Problem to work on
Put every line of the rows below into a Markdown table with the columns No and Line. Number the lines in order and leave out blank lines.

Excerpts from point annotation rows:
######

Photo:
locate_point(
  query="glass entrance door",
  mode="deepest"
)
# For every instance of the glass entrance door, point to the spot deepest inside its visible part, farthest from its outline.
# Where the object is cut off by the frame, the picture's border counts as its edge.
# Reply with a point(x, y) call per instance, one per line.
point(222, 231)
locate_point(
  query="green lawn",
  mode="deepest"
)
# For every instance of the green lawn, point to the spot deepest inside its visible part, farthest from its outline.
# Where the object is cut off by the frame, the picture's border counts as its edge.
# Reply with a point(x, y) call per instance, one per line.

######

Final result
| No | Line |
|---|---|
| 1 | Photo: |
| 2 | locate_point( |
| 3 |   query="glass entrance door", |
| 4 |   mode="deepest" |
| 5 | ) |
| 6 | # For every instance of the glass entrance door, point to the spot deepest inside its visible part, farthest from its outline. |
| 7 | # Where the object is cut off by the frame, the picture's border counts as its edge. |
| 8 | # Reply with a point(x, y) call per instance, one per line. |
| 9 | point(222, 231) |
| 10 | locate_point( |
| 11 |   query="green lawn", |
| 12 |   mode="deepest" |
| 13 | ) |
| 14 | # For every instance of the green lawn, point to the spot deepest inside its visible part, farthest from its outline. |
| 15 | # Where the object is cut off by the frame, the picture's border counts as its edge. |
| 16 | # Reply with a point(x, y) call per instance, one per line. |